**YOUR GOAL:**
Once you have read the entries, copy all of them exactly.

Stored data
━━━━━━━━━━━━━━━━

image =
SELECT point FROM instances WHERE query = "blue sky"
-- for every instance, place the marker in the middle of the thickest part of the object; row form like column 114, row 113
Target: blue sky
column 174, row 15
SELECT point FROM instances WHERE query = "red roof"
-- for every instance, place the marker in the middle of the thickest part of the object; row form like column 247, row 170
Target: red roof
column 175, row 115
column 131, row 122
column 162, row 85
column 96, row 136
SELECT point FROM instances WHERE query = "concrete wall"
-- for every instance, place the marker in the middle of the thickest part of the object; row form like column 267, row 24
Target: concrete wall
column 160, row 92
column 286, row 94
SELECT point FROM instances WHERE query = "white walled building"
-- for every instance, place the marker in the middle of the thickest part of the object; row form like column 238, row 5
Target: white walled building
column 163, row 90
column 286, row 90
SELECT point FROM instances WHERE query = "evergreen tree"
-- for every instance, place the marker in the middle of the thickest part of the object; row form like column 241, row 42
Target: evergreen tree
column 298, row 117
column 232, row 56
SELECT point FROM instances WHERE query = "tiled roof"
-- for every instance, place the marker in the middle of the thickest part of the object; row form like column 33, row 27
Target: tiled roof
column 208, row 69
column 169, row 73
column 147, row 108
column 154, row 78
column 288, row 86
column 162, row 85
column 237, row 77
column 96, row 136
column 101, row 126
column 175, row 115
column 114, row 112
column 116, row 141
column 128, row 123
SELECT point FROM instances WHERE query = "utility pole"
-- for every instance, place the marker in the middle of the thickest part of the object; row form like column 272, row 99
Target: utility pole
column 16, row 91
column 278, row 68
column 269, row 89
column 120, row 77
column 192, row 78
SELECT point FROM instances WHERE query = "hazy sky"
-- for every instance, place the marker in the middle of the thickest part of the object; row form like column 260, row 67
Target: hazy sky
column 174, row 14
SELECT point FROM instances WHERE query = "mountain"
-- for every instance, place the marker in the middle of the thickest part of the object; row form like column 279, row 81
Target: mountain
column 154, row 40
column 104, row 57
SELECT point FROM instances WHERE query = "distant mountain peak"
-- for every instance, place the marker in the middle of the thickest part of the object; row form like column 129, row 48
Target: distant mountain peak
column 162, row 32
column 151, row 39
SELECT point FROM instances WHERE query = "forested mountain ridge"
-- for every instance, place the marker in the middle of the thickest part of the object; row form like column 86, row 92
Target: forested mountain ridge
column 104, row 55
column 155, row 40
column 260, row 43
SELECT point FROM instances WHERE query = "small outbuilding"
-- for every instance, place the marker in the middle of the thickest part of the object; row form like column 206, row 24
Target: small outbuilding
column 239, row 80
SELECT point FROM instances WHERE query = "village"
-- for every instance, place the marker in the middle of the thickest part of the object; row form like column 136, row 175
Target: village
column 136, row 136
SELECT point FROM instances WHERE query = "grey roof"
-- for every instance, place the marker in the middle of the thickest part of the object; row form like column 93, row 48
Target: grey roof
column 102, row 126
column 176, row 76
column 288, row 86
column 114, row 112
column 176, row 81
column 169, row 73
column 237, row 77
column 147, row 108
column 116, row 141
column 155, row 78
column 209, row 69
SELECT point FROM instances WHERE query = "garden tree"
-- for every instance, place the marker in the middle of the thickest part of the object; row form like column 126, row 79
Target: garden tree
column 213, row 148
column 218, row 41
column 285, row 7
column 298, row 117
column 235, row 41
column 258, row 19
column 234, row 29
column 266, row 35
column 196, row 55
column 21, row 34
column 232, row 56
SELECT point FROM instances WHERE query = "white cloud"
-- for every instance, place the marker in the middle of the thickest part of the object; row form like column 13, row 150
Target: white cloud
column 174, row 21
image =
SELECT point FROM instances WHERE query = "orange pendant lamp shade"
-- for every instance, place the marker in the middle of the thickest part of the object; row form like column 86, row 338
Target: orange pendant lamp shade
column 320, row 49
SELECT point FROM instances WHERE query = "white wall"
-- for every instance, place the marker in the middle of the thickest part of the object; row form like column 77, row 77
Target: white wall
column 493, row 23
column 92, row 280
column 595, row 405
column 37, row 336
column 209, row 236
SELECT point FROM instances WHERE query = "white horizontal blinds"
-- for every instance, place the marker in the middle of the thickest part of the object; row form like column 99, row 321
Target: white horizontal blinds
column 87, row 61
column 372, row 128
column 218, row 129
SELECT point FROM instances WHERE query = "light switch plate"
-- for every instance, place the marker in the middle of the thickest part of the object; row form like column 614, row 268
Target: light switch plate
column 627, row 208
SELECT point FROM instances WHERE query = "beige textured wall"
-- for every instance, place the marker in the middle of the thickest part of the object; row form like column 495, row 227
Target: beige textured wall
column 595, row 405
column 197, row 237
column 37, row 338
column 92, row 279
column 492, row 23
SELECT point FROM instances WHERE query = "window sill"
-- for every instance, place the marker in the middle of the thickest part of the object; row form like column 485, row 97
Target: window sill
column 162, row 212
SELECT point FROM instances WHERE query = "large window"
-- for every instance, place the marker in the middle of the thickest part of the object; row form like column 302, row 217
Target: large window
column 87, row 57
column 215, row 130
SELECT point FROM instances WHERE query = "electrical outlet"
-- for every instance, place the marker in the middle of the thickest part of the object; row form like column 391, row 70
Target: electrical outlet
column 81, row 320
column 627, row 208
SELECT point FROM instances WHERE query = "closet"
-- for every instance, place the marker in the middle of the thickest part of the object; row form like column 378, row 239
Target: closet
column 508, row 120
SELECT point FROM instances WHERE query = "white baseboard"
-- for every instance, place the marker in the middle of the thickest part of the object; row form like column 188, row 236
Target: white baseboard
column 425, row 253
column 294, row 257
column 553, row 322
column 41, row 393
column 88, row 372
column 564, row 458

━━━━━━━━━━━━━━━━

**RESULT OF THIS EXERCISE:**
image =
SELECT point FROM instances WHERE query = "blue sky"
-- for every instance, place the marker in the middle of the thickest part of the object; row form like column 114, row 113
Target: blue sky
column 174, row 15
SELECT point FROM instances WHERE query = "red roof"
-- for every instance, place the marker in the middle of the thickest part of the object; row form like column 247, row 170
Target: red roof
column 175, row 115
column 131, row 122
column 162, row 85
column 96, row 136
SELECT point FROM instances WHERE query = "concrete wall"
-- for every instance, place the marker in the middle of the thickest part of the object; row form like column 267, row 24
Target: concrete wall
column 160, row 92
column 286, row 94
SELECT point FROM instances WHERE query = "white walled building"
-- for every instance, place the marker in the middle of the thickest part of the object; row form like column 238, row 5
Target: white walled building
column 163, row 90
column 286, row 90
SELECT point FROM instances WHERE query = "evergreen tree"
-- for every instance, place the marker in the middle of the thickest part of the object; row form like column 241, row 42
Target: evergreen tree
column 298, row 117
column 232, row 56
SELECT point FROM instances WHERE query = "tiled roof"
-- for every instance, place the marker in the middle of the thickest part of the object; row form like column 33, row 27
Target: tiled roof
column 208, row 69
column 169, row 73
column 147, row 108
column 154, row 78
column 288, row 86
column 162, row 85
column 237, row 77
column 96, row 136
column 101, row 126
column 175, row 115
column 114, row 112
column 116, row 141
column 128, row 123
SELECT point FROM instances WHERE query = "utility pole"
-- for every instance, place the marker in the middle of the thickest part of the object; row form like column 272, row 99
Target: utility pole
column 16, row 91
column 278, row 68
column 269, row 89
column 120, row 77
column 192, row 78
SELECT point FROM instances WHERE query = "hazy sky"
-- for every instance, place the marker in the middle of the thickest part of the object; row form like column 260, row 67
Target: hazy sky
column 174, row 14
SELECT point FROM instances WHERE query = "mountain"
-- for every instance, place the marker in the middle of the thickest part of the object; row form like column 279, row 81
Target: mountain
column 154, row 40
column 104, row 57
SELECT point FROM instances WHERE query = "distant mountain peak"
-- for every instance, place the marker in the middle of the thickest part of the object; row form like column 129, row 48
Target: distant mountain peak
column 162, row 32
column 151, row 39
SELECT point FROM instances WHERE query = "forested mountain ridge"
-- for every instance, place the marker in the middle of the thickest part of the object; row form like column 86, row 92
Target: forested mountain ridge
column 104, row 55
column 155, row 40
column 260, row 43
SELECT point FROM instances WHERE query = "small outbuilding"
-- for every instance, place the marker in the middle of the thickest part of the object; row form like column 206, row 24
Target: small outbuilding
column 239, row 80
SELECT point FROM instances WHERE query = "village"
-- for every instance, place the marker in the middle of the thickest part of the object; row form like column 136, row 175
Target: village
column 136, row 136
SELECT point FROM instances WHERE query = "grey roof"
-- for every instance, place the marker in the middle of the thickest part of the object; row form like column 93, row 48
Target: grey roof
column 102, row 126
column 176, row 76
column 288, row 86
column 114, row 112
column 176, row 81
column 169, row 73
column 237, row 77
column 147, row 108
column 116, row 141
column 155, row 78
column 209, row 69
SELECT point FROM instances WHERE query = "garden tree"
-- for every instance, place the marker in the middle of the thickest part of the object; row form like column 126, row 79
Target: garden tree
column 213, row 148
column 218, row 41
column 285, row 7
column 298, row 117
column 235, row 41
column 258, row 19
column 234, row 29
column 266, row 35
column 196, row 55
column 21, row 34
column 232, row 56
SELECT point FROM instances WHERE query = "white cloud"
-- for every instance, place the marker in the middle of the thickest part of the object; row form like column 13, row 150
Target: white cloud
column 174, row 21
image =
SELECT point FROM instances WHERE query = "orange pendant lamp shade"
-- for every instance, place the marker in the middle of the thickest part of the object; row form like column 86, row 338
Target: orange pendant lamp shade
column 320, row 49
SELECT point FROM instances WHERE query = "white wall"
-- for every instance, place the marker in the middle of the thickest part of the object; row form like column 77, row 77
Target: white wall
column 493, row 23
column 92, row 280
column 595, row 405
column 37, row 336
column 209, row 236
SELECT point FROM instances WHERE query = "white horizontal blinds"
-- for every instance, place the marker in the middle of the thickest part of the object; row form like column 99, row 321
Target: white horizontal blinds
column 87, row 61
column 372, row 128
column 218, row 129
SELECT point FROM instances WHERE query = "light switch plate"
-- for every instance, place the marker in the middle of the thickest part of the object; row form like column 614, row 268
Target: light switch plate
column 627, row 208
SELECT point FROM instances WHERE query = "beige textured wall"
-- for every instance, place the marker in the middle of the thickest part of the object; row form like column 495, row 227
Target: beige textured wall
column 595, row 405
column 197, row 237
column 37, row 338
column 92, row 279
column 492, row 23
SELECT point FROM instances WHERE query = "window sill"
-- for every instance, place the marker in the middle of the thickest part of the object; row form like column 485, row 97
Target: window sill
column 162, row 212
SELECT point FROM instances WHERE query = "large window"
-- for every instance, place the marker in the middle of the thickest part of the object; row form like column 302, row 217
Target: large window
column 87, row 57
column 215, row 130
SELECT point FROM instances WHERE query = "electrical outlet"
-- for every instance, place the marker in the middle of the thickest part of the object; row form like column 391, row 70
Target: electrical outlet
column 81, row 320
column 627, row 208
SELECT point FROM instances WHERE query = "closet"
-- for every instance, place the marker in the middle of the thickest part of the object; row form like column 378, row 239
Target: closet
column 508, row 120
SELECT point FROM instances WHERE query = "white baseboard"
-- for every instance, place the marker in the middle of the thickest part of the object; row form like column 188, row 236
Target: white baseboard
column 425, row 253
column 294, row 257
column 553, row 322
column 41, row 393
column 88, row 372
column 564, row 458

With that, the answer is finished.